* START PASSAGE TO READ *

Organized crime occupies a strange niche in the cyberpunk genre (and arguably real life). The megacorporations are above the law. The biggest ones have literal extraterritoriality, allowing them to write their own laws within the confines of their facilities. So why wouldn't the mafia's traditional businesses - drugs, gambling, prostitution, etc - just be another product for the megacorps to package and sell? BTLs (better than life chips, shadowrun's censor-friendly sci-fi drug stand-in) may be illegal in UCAS territory, but is there any reason you couldn't just walk into the Renraku arcology and buy them off the shelf? Maybe you have to use them on-site, but that's just another profit opportunity, really.

Although, this works the other way too. What's to stop the existing criminal cartels from designing their own letterhead, issuing stock, and becoming true megacorporations themselves? They already shroud themselves in the trappings of legitimate business, for purposes of money laundering. If the general direction of the economy is trending towards corporate lawlessness, wouldn't that mean that organized crime and international corporations would gradually converge? As the corps start hiring shadowrunners to commit crimes on their behalf, the criminals become more and more mainstream until it's impossible to tell the difference?

It might be an issue of scale. It's hard to research exact figures online, but even if you use the larger estimates, groups like the mafia and the yakuza have a fraction of the revenue of the biggest corporations. A hundred billion a year would not get you onto the top 50. . . but it might get you close enough to be a valuable acquisition for one of the big players.

Mob War! (Stephen Kenson) at one point speculates that all of the Japanese megacorporations have been infiltrated by the Yakuza, and that criminals are calling the shots at Mitsuhama, in particular, but how realistic is this? The reverse situation seems more likely. At most, they could be a highly-organized faction of shareholders, but would they even want MCT to do anything besides its usual business? If the criminals were really in charge, would you even be able to tell?

It presents a challenge for me as a potential Shadowrun GM, because the PCs are criminals for hire, in a criminal subculture, and they usually work for the megacorporations as deniable assets, but this book posits a series of adventures where they work for organized crime instead, and I can't quite figure out what the dynamic is supposed to be. What is the mafia's social and economic niche? Why does it matter that Seattle's capo was assassinated?

Near as I can tell, they're the biggest fish in a small pond. If you're a regular criminal, like the PCs, you have to tread carefully around them, because they're organized enough to ruin your day, even if you successfully kill some of their goons. But if that's the case, it's unclear why they wouldn't just monopolize the shadowrunning racket like they do with vice? Why is Mr Johnson going to a random dive bar to hire freelancers when they could instead drop a few choice words to a "business associate" in the comfort of their country club and then know that the situation will be taken care of by someone on the boss's regular payroll?

* END PASSAGE TO READ *
* START DATA EXTRACT *

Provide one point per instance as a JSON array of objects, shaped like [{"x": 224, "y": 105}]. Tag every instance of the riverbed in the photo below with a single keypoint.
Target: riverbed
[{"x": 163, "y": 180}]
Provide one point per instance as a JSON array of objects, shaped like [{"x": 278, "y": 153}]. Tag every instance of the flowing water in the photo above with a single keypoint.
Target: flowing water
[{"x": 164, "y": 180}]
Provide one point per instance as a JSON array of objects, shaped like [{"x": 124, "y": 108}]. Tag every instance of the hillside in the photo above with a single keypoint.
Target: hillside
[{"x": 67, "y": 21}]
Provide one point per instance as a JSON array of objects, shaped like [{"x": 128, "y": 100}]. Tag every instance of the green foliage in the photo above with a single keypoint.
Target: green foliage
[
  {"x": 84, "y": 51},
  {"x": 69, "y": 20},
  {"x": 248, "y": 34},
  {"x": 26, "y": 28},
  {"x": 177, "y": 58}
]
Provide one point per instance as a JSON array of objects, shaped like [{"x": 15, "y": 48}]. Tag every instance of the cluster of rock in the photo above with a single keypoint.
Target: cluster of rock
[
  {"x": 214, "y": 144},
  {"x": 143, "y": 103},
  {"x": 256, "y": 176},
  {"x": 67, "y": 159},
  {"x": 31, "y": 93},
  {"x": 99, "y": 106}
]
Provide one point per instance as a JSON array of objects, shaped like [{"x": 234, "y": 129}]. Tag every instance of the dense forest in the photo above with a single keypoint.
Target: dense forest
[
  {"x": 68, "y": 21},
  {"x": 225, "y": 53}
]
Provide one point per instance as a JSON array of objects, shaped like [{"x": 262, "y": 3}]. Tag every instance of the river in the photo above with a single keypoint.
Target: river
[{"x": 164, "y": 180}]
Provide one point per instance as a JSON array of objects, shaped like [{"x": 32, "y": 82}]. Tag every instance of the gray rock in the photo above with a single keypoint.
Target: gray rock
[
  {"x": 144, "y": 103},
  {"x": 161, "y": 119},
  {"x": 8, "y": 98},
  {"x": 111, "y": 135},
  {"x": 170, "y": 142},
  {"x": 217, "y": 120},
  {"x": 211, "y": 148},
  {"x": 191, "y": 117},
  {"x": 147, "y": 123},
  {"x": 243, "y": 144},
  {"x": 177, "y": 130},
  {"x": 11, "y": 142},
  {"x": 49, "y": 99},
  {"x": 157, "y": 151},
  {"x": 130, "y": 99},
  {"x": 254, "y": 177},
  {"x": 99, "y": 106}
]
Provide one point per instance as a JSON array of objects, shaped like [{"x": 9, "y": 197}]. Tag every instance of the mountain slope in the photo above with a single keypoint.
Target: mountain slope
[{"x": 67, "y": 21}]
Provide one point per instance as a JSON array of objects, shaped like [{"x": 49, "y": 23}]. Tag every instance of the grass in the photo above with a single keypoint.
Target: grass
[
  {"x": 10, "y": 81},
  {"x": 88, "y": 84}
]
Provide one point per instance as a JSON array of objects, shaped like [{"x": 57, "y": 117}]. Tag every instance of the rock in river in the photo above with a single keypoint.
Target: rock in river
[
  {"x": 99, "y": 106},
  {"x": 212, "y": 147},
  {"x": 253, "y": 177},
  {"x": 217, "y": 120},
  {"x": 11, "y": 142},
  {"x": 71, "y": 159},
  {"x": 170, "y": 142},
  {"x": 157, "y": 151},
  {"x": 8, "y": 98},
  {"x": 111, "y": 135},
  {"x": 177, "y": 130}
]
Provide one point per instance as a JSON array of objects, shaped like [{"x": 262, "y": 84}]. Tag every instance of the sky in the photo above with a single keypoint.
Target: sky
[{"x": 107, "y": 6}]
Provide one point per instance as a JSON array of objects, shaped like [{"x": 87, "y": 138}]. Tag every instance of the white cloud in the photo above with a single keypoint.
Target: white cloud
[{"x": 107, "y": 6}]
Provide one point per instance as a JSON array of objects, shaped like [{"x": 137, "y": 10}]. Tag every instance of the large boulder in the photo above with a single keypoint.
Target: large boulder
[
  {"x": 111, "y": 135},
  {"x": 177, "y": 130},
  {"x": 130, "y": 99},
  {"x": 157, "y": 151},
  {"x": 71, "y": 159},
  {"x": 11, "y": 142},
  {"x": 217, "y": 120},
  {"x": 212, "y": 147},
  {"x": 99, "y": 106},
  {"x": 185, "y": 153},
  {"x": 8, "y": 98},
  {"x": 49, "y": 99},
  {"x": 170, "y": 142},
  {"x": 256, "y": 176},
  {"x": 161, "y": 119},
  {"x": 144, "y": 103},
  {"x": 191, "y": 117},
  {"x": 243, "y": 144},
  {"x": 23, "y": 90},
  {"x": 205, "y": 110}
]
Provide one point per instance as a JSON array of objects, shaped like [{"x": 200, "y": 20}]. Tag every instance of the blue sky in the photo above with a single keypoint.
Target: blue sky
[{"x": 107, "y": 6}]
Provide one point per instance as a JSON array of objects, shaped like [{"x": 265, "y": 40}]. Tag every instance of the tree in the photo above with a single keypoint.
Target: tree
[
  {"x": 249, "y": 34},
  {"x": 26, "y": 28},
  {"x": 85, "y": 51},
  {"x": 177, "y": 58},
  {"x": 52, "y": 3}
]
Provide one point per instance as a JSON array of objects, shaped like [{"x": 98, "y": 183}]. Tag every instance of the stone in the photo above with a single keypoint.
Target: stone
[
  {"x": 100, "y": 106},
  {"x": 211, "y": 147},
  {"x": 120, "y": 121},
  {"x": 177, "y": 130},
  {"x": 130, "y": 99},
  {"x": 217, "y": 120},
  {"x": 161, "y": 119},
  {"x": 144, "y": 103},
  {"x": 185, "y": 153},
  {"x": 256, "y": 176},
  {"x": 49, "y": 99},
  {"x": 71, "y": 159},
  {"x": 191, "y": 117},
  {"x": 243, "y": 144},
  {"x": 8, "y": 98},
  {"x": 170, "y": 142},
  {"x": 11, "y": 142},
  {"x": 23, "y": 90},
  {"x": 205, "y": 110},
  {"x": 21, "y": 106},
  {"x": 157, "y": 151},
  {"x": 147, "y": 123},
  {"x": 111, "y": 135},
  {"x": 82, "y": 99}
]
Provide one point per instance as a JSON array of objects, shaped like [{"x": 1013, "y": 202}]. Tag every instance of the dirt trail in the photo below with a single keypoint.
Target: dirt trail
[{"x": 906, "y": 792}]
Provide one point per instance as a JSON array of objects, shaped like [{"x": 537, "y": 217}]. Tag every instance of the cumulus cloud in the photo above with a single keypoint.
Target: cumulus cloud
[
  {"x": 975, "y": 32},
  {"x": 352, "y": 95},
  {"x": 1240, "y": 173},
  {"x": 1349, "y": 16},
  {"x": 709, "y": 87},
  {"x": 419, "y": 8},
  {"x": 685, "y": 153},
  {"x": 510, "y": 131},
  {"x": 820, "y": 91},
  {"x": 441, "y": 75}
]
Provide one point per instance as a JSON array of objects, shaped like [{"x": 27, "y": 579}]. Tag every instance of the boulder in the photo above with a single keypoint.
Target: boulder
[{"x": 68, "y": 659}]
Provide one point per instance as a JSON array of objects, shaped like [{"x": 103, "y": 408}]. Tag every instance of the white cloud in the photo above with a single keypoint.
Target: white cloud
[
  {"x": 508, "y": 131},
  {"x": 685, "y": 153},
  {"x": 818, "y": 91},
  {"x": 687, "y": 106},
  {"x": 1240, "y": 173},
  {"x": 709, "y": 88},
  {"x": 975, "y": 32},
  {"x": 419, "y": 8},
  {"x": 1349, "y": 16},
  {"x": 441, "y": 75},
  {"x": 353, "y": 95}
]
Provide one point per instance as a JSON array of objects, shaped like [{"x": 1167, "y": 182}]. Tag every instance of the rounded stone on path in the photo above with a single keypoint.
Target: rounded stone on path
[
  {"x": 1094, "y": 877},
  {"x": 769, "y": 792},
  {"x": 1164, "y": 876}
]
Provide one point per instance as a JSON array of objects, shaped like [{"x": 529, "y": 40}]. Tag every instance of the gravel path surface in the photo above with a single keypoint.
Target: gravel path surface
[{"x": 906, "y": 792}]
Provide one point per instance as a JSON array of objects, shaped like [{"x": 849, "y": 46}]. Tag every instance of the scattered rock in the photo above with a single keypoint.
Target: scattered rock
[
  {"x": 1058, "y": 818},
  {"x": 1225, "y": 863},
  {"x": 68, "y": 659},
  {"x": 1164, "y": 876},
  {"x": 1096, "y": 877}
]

* END DATA EXTRACT *

• SET TASKS
- A) In the post about organized crime in Shadowrun, who is named as the author of Mob War!?
- B) Return the part of the post about organized crime in Shadowrun from "Mob War! (Stephen Kenson)" up to and including "able to tell?".
- C) Write the next part of the post about organized crime in Shadowrun, picking up after its final paragraph in the same voice.

• EXPECTED OUTPUTS
- A) Stephen Kenson

- B)
Mob War! (Stephen Kenson) at one point speculates that all of the Japanese megacorporations have been infiltrated by the Yakuza, and that criminals are calling the shots at Mitsuhama, in particular, but how realistic is this? The reverse situation seems more likely. At most, they could be a highly-organized faction of shareholders, but would they even want MCT to do anything besides its usual business? If the criminals were really in charge, would you even be able to tell?

- C)
I think it's a case where sci-fi is just recapitulating the modern world without really examining it. The mafia exists and are kind of the scary apex predators of the criminal underworld because that's how it worked in the 1990s, when Mob War! was written. You've got the independents doing whatever hustles they can and above them the street gangs, who control territory and watch each others' backs, so you don't want to mess with them, and then above them are the true syndicates - the mafia, the yakuza, the triads - who are able to call upon international resources and large numbers of full-time professionals. 

But that only really makes sense in a world where crime is illegal. When the megacorps are immune to consequences, then maybe the mafia is just another mid-tier corp to take over and subsequently hollow out. You're not buying drugs from the mafia, you're buying Mafia (tm)- brand drugs, manufactured by Aztechnology, available at Stuffer Shacks across the nation! Just circle round to the back alley and "Ask for Rocco" (tm)!

I should be kinder, though. It's tough to satirize capitalism in a way that is not immediately eclipsed by the absurd reality of the contemporary world.

So let's assume that it makes sense for the mafia to exist in the world of Shadowrun and that you can know what they're like by watching literally any mafia movie. If that's the case, then Mob War! gives you the tools to make a pretty good mafia movie. The don is killed and his daughter comes back from Harvard Law School to buck tradition, take over the family business, and get revenge, all the while dodging traitorous underlings, aggrieved traditionalists, and rivals from competing syndicates. I'd watch that movie.  It also makes perfect sense that in this situation, the normally closed-off criminal organizations would want to bring in freelance criminals to fill some of the gaps. It's a satisfying premise for an adventure that is executed well . . .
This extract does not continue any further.